Collection entries
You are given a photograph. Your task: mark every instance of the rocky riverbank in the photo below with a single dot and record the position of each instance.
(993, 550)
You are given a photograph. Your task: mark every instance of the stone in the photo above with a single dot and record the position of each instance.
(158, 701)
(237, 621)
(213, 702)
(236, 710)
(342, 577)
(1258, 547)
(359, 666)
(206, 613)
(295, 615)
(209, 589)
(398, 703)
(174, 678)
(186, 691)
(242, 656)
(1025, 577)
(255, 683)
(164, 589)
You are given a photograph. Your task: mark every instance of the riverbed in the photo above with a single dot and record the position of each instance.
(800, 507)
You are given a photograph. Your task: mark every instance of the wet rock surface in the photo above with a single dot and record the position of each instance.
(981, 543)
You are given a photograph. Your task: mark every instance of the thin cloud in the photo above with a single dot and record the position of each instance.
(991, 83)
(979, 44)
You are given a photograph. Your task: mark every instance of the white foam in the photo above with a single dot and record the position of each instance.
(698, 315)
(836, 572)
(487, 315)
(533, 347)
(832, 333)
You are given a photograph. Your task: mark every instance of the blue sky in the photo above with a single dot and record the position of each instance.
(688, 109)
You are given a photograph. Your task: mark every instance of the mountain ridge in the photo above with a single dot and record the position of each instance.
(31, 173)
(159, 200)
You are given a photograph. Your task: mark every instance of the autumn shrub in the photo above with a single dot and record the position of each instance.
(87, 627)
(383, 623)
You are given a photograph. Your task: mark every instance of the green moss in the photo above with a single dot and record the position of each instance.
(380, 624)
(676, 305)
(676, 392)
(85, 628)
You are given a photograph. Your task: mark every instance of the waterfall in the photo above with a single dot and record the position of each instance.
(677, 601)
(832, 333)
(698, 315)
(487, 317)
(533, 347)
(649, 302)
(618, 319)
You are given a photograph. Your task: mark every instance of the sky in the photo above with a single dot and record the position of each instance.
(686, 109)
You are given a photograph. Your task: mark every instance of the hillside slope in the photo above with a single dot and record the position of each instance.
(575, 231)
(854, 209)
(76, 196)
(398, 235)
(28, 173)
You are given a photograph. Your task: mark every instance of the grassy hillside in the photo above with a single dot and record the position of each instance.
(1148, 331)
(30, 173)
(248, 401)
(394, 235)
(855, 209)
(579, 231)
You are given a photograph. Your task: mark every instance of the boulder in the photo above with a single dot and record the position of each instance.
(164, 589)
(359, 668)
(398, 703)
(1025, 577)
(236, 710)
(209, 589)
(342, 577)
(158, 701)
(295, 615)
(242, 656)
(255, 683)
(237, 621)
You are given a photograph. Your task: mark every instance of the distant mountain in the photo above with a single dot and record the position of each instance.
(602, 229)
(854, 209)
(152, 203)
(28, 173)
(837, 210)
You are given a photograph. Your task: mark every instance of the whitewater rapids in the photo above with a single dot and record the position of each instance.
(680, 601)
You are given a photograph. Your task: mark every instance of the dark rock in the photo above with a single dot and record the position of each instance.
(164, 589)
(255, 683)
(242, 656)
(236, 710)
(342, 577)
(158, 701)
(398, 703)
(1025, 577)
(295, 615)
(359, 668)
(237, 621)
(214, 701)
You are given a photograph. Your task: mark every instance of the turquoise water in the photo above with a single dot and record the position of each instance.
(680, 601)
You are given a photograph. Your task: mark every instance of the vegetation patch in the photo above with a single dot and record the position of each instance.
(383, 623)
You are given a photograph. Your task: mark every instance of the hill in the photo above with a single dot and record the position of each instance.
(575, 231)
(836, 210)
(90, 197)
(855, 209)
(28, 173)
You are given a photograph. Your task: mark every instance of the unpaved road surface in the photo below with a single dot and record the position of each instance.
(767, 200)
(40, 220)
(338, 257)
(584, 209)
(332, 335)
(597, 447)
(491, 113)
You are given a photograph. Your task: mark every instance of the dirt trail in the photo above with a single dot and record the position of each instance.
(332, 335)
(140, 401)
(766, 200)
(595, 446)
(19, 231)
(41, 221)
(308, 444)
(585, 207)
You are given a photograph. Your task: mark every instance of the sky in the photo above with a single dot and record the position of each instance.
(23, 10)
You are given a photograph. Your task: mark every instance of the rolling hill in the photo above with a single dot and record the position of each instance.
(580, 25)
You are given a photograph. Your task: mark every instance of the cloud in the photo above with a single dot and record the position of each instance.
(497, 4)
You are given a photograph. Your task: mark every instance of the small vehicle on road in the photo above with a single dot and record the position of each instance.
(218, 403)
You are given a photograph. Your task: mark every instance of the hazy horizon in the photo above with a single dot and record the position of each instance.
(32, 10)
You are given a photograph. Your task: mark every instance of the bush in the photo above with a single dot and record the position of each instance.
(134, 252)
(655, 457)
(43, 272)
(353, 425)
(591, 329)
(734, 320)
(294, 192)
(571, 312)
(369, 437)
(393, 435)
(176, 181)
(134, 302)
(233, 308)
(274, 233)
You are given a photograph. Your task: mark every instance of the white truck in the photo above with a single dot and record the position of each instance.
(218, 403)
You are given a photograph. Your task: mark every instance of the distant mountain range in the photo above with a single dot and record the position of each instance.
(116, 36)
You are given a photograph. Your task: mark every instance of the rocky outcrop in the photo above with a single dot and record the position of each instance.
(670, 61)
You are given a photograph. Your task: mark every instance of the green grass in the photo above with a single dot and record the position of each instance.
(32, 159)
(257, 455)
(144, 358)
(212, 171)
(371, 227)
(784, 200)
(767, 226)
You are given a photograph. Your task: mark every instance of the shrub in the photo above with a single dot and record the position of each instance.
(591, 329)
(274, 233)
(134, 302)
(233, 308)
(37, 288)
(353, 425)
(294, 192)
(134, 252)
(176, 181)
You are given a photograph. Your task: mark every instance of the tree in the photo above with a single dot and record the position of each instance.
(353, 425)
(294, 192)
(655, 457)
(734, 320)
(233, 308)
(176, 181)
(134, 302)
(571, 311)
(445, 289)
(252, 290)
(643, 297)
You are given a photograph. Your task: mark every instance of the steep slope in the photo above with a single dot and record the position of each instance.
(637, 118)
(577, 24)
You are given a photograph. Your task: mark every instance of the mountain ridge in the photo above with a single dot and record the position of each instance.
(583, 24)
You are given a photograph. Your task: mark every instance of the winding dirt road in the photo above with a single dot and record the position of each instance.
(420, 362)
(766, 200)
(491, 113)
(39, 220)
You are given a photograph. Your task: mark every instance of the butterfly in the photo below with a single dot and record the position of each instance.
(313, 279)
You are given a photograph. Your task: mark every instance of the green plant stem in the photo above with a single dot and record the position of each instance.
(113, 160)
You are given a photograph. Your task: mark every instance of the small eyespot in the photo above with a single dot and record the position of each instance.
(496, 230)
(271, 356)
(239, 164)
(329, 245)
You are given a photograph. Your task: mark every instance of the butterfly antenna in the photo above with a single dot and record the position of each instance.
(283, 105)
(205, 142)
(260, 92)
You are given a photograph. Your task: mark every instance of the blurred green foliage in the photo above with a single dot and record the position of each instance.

Exercise details | Copy every line exactly. Leave nothing out.

Written response |
You are given a photograph. Your task: mark every instance of the rocky riverbank in the photo below with a single dot and record the position of each instance.
(993, 550)
You are given a photograph. Your task: mark every instance of the stone in the photo above with a single dot and record the position of each instance.
(158, 701)
(237, 621)
(213, 702)
(236, 710)
(342, 577)
(1258, 547)
(359, 666)
(206, 613)
(295, 615)
(209, 589)
(398, 703)
(174, 678)
(186, 691)
(242, 656)
(1025, 577)
(255, 683)
(164, 589)
You are given a photograph. Your task: mark every instance of the riverbed in the photo above with a single dot and record the position of each instance.
(800, 507)
You are given a photograph. Your task: mark every instance of the wet rock surface in the photo above with a single dot and record the position of each instance.
(981, 543)
You are given a photograph. Your task: mark every instance of the thin cloud in the photo above with a single dot and record the position of each instance.
(991, 83)
(979, 44)
You are given a photograph. Your task: mark every instance of the white foam in the photo above with a single dot and record the position of each instance.
(698, 315)
(836, 572)
(487, 315)
(533, 347)
(832, 333)
You are given a photograph. Your task: mark every instance of the blue sky in the photo above with a single dot and record the position of each instance.
(688, 109)
You are given a photograph. Your task: mark every instance of the mountain ridge in the photo above with a single dot and record the position of each instance.
(31, 173)
(159, 200)
You are given a photograph. Your task: mark every instance of the autumn shrub in the photo above with a single dot and record the position of each instance.
(87, 627)
(383, 623)
You are given a photograph. Your task: mark every instance of the green moss in the photo above with a single dot and record the position of each instance.
(380, 624)
(676, 305)
(676, 392)
(85, 628)
You are given a photograph. Your task: mark every instance of the waterfall in the photo above with a single dot and record the position of each instance.
(677, 601)
(832, 333)
(698, 315)
(487, 317)
(533, 347)
(649, 302)
(618, 319)
You are given a photograph. Your task: mark every instance of the sky in the photo above with a single dot and record the position of each instance.
(686, 109)
You are given a photograph. Your task: mark every instance of the hillside slope in the photo above with a single dot and record the position of each instance.
(575, 231)
(854, 209)
(76, 196)
(398, 235)
(28, 173)
You are given a photograph. Your task: mark every instance of the grassy hillside in the photo above with a single dot and record the position of each instance.
(1148, 331)
(30, 173)
(248, 401)
(394, 235)
(855, 209)
(579, 231)
You are given a photograph. Your task: mark every instance of the boulder in the photo above with a single dot and record the position of each instance.
(164, 589)
(359, 668)
(398, 703)
(1025, 577)
(236, 710)
(209, 589)
(342, 577)
(158, 701)
(295, 615)
(242, 656)
(255, 683)
(237, 621)
You are given a photograph. Your task: mark every instance of the distant mountain in the photo above with a single dot and record the position of each instance.
(602, 229)
(854, 209)
(152, 203)
(28, 173)
(837, 210)
You are given a photograph. Your task: mark every instance of the whitewater rapids in the photo above with a single dot and record the position of each instance.
(680, 601)
You are given a photograph. Your task: mark every instance of the dark rock in the photo above with a single dot and record the position of each instance.
(164, 589)
(255, 683)
(242, 656)
(236, 710)
(342, 577)
(158, 701)
(398, 703)
(1025, 577)
(295, 615)
(359, 668)
(237, 621)
(214, 701)
You are given a photograph. Your task: mark every instance of the turquoise water in the photo above with a single dot and record the position of each instance.
(680, 601)
You are given a photograph. Your task: mark every instance of the vegetation patch in the photo above with a single dot and record the position of each instance.
(383, 623)
You are given a photograph. Your task: mark every instance of the hill in the photo above with a single dot and record the position of each instance.
(575, 231)
(836, 210)
(90, 197)
(855, 209)
(28, 173)
You are given a photograph. Your task: mark every instance of the unpaved road surface in the photo below with a single dot and record the position of each instance.
(767, 200)
(40, 220)
(338, 257)
(584, 209)
(332, 335)
(597, 447)
(491, 113)
You are given a photograph. Your task: mark every instance of the dirt trail in the photo above with a single dot and record the position of each instance.
(332, 335)
(140, 401)
(766, 200)
(595, 446)
(19, 231)
(41, 221)
(308, 444)
(585, 207)
You are given a photograph. Your task: mark every instance of the sky in the photo above with a single dot and record the position of each instance.
(23, 10)
You are given a photograph. Your task: mark every instance of the rolling hill in the photo above with a single dot and record the position of each instance.
(580, 25)
You are given a photograph. Your task: mark every instance of the cloud in the photo above with a single dot and record the position of each instance.
(497, 4)
You are given a photograph. Your task: mark every instance of the small vehicle on road in the photo above with a single dot and record the position of each instance.
(218, 403)
You are given a photograph. Your task: mark every instance of the hazy horizon in the photo above with a single dot and record the position of each instance.
(32, 10)
You are given a photograph. Your task: mark every instance of the bush in the photo above with a single dot and record the position of each instance.
(134, 252)
(655, 457)
(43, 272)
(353, 425)
(591, 329)
(734, 320)
(294, 192)
(571, 312)
(369, 437)
(393, 435)
(176, 181)
(134, 302)
(233, 308)
(274, 233)
You are given a photograph. Your task: mark every instance of the white truck in the photo above with a single dot and record the position of each instance.
(218, 403)
You are given a photograph. Your task: mark every instance of the distant mountain range in the photo above with a single dot and record the position of each instance.
(116, 36)
You are given a photograph. Your task: mark every instance of the rocky outcrop in the photo above with a single dot and record the position of each instance.
(670, 61)
You are given a photograph. Your task: mark every instance of the green grass in the photo above with a single dot and record the position of each instance.
(32, 159)
(257, 455)
(144, 358)
(212, 171)
(371, 227)
(784, 200)
(767, 226)
You are given a photograph. Your task: mark every instance of the shrub in the photo above with a single dot and record the position of each instance.
(591, 329)
(274, 233)
(134, 302)
(233, 308)
(37, 288)
(353, 425)
(294, 192)
(134, 252)
(176, 181)
You are given a photograph. Your task: mark every instance of the tree in the photo above with a single dot and record the position of each instance.
(353, 425)
(294, 192)
(655, 457)
(734, 320)
(233, 308)
(176, 181)
(134, 302)
(571, 311)
(445, 289)
(252, 290)
(643, 297)
You are given a photograph. Your task: mark every instance of the steep slope in the photo above with a single dot and record the position of each instance.
(637, 118)
(577, 24)
You are given a photograph. Your task: mark every instance of the mountain ridge in the photo above with a single dot and record the position of each instance.
(583, 24)
You are given a photograph. Your task: mark every instance of the winding dirt road in the photo above with a single dot and record the position of each instance.
(420, 362)
(766, 200)
(491, 113)
(39, 220)
You are given a photograph. Your task: mark every instance of the butterfly in the photo below with a single dot and record the position of each instance.
(313, 279)
You are given a photograph. Your task: mark every instance of the green plant stem in the photo above with a single dot and record the position of each instance.
(113, 160)
You are given a photograph. Your task: mark every instance of the small eyespot in the photo above with a single dot and record the position of each instance.
(496, 230)
(271, 356)
(239, 164)
(329, 245)
You are given a photograph. Your task: mark every instance of the butterfly antenna in the photo above with a single dot and record the position of each instance.
(283, 105)
(205, 142)
(260, 92)
You are given a photograph. Your task: mark every instance of the blurred green foliage in the photo above with a single dot and record the position of each instance.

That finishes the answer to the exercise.